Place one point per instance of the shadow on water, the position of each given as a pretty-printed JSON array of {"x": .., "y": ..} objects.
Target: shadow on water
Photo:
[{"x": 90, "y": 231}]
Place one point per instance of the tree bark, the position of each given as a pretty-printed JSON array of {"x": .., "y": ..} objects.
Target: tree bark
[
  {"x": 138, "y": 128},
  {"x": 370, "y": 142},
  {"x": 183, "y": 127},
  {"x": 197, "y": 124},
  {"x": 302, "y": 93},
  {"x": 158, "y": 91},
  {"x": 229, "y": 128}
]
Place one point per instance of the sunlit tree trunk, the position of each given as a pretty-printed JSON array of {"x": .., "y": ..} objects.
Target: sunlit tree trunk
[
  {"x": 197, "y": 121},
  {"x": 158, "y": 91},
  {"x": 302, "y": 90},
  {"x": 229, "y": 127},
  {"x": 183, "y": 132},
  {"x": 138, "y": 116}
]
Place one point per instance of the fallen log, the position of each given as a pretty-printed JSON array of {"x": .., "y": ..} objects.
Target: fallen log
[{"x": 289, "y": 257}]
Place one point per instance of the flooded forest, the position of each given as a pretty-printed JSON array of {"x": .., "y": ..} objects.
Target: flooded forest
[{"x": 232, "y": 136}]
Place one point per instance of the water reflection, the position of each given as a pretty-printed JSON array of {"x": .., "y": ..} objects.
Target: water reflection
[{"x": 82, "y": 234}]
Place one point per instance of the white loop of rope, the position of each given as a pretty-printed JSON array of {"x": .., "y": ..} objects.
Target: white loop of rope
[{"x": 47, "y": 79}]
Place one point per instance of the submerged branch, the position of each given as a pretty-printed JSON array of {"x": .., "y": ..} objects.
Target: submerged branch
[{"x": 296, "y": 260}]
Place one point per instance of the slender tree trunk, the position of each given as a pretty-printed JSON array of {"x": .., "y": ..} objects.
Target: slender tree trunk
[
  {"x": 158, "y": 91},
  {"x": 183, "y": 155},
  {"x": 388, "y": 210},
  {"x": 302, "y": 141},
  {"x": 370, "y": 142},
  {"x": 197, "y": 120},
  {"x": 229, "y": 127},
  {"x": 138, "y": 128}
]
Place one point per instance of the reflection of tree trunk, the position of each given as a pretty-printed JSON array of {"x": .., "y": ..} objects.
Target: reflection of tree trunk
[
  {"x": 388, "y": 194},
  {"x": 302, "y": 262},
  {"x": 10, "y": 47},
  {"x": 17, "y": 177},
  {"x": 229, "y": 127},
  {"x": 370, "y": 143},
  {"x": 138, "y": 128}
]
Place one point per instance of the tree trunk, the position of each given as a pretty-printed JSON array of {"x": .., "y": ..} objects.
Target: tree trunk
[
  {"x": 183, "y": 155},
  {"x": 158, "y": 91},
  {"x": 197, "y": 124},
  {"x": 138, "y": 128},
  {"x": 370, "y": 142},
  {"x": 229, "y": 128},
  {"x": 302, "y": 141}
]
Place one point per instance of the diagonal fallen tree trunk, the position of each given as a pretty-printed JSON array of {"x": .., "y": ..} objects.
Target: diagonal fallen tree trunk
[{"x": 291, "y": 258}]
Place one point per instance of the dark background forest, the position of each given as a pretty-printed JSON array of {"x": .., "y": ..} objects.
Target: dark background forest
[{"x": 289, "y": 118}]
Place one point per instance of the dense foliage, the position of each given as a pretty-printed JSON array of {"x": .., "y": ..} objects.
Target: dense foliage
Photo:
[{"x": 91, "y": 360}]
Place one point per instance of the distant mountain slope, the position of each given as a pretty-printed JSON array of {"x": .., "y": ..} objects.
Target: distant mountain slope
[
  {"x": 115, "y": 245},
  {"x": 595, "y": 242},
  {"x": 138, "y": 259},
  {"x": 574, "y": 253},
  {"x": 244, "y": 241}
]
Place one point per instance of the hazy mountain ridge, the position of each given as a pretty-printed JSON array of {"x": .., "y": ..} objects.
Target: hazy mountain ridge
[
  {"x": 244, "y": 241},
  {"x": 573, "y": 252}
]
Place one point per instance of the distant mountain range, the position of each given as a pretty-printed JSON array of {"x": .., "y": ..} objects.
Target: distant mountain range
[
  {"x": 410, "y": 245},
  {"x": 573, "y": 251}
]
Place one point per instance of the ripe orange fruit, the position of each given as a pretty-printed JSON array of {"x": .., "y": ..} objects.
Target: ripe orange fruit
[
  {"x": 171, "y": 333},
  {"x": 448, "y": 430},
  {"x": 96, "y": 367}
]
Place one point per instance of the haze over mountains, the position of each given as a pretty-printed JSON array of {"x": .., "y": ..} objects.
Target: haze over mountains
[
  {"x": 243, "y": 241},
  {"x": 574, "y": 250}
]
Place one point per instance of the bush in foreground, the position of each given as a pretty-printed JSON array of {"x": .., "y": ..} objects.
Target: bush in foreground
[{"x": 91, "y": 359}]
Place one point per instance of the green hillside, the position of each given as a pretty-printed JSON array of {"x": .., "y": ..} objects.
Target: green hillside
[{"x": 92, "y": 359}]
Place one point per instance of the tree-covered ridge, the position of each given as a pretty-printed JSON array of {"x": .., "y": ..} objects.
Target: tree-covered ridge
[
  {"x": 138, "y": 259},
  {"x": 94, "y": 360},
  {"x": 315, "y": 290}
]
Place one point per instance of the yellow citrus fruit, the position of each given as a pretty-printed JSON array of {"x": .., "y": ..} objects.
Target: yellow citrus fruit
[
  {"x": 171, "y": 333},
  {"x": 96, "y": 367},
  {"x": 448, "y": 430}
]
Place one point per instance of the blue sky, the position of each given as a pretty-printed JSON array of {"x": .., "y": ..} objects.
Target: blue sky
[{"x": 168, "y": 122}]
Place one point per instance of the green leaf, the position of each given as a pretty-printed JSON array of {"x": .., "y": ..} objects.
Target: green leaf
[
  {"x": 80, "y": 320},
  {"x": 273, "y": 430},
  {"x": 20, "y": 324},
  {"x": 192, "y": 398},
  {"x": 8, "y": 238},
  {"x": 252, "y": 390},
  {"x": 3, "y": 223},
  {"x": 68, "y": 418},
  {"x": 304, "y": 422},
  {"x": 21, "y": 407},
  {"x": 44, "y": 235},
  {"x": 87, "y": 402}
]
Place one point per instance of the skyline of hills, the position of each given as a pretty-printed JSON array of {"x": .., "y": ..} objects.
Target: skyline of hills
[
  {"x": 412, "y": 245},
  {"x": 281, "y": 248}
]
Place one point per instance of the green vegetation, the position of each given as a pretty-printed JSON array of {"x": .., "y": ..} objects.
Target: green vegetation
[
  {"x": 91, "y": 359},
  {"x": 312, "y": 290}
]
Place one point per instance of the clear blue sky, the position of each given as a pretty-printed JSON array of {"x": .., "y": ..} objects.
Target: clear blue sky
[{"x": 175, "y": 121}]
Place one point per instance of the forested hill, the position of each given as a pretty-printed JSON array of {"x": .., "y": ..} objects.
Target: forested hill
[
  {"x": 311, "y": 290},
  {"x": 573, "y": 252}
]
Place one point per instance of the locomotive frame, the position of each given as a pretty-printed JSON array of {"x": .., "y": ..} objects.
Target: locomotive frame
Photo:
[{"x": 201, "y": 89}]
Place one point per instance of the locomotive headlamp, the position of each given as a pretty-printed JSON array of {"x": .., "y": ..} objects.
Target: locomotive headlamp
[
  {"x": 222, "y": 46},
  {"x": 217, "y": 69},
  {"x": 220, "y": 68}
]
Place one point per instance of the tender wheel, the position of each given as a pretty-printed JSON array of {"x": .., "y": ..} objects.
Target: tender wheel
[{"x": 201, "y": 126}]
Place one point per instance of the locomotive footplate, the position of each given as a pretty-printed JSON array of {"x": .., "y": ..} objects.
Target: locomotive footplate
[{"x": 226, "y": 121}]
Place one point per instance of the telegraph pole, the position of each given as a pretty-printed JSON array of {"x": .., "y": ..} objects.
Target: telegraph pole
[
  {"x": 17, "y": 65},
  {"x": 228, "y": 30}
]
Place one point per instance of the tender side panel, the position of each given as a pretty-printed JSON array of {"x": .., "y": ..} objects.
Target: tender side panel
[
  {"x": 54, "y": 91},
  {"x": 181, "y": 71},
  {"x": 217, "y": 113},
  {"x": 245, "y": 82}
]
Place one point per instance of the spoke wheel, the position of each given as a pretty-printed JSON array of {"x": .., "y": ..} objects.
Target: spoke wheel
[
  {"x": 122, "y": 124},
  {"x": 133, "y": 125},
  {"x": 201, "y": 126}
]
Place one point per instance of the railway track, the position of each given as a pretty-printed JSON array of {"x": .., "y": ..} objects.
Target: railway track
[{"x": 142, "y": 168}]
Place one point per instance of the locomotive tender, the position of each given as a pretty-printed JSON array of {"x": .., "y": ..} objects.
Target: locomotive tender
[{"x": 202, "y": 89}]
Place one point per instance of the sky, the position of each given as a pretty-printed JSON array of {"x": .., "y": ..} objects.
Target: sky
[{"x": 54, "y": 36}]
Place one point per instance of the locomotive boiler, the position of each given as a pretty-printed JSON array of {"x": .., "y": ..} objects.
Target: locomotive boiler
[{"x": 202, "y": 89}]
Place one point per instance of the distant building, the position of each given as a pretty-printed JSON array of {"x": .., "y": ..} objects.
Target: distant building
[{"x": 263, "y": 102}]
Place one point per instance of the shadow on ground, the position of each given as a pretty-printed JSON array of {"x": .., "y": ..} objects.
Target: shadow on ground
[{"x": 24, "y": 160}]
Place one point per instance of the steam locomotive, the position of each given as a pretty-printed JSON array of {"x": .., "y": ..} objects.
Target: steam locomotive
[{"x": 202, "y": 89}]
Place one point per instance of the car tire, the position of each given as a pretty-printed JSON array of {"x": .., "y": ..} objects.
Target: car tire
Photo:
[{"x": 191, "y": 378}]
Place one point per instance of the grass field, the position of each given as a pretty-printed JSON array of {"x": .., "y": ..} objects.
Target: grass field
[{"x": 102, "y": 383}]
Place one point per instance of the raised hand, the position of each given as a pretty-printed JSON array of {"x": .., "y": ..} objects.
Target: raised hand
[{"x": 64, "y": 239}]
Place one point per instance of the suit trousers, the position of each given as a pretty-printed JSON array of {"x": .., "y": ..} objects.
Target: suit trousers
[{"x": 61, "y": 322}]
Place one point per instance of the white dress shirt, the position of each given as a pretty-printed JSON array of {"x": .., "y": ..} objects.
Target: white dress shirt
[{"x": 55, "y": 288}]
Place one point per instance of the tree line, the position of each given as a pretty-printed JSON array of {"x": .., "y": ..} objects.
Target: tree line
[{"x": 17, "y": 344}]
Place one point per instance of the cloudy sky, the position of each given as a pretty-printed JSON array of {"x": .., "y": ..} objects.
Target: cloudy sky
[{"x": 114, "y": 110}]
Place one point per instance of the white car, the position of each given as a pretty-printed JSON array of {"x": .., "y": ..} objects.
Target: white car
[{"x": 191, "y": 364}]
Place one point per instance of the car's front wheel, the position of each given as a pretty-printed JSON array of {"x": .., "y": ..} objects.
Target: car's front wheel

———

■ **INSTRUCTIONS TO FOLLOW**:
With both ends included, please retype exactly the lines from the line containing "Place one point per instance of the steam" to the final line of the data.

■ **WORKED ANSWER**:
Place one point per instance of the steam locomotive, the position of each given as a pretty-printed JSON array of {"x": .., "y": ..} objects.
Target: steam locomotive
[{"x": 202, "y": 89}]
Place one point per instance of the car tire, the position of each given as a pretty-printed JSON array of {"x": .., "y": ..} objects.
Target: car tire
Photo:
[{"x": 191, "y": 378}]
Place one point per instance of the grass field, the position of each given as a pretty-printed JSON array of {"x": .., "y": ..} objects.
Target: grass field
[{"x": 102, "y": 383}]
Place one point per instance of the raised hand, the position of each given as a pretty-printed JSON array of {"x": .., "y": ..} objects.
Target: raised hand
[{"x": 64, "y": 239}]
Place one point per instance of the suit trousers, the position of each given as a pretty-printed JSON array of {"x": .., "y": ..} objects.
Target: suit trousers
[{"x": 61, "y": 322}]
Place one point per instance of the white dress shirt, the position of each given as a pretty-printed JSON array of {"x": .., "y": ..} objects.
Target: white dress shirt
[{"x": 55, "y": 288}]
Place one point per instance of the tree line, the position of each given as a pretty-printed JSON array of {"x": .., "y": ..} objects.
Target: tree line
[{"x": 17, "y": 344}]
Place one point per instance of the cloudy sky, the position of each given as a pretty-printed JSON array of {"x": .., "y": ..} objects.
Target: cloudy sky
[{"x": 114, "y": 110}]
Place one point per instance of the white car, the position of each given as a pretty-printed JSON array of {"x": .., "y": ..} objects.
Target: white car
[{"x": 191, "y": 364}]
Place one point per instance of the car's front wheel, the position of each given as a pretty-printed JSON array of {"x": .., "y": ..} objects.
Target: car's front wheel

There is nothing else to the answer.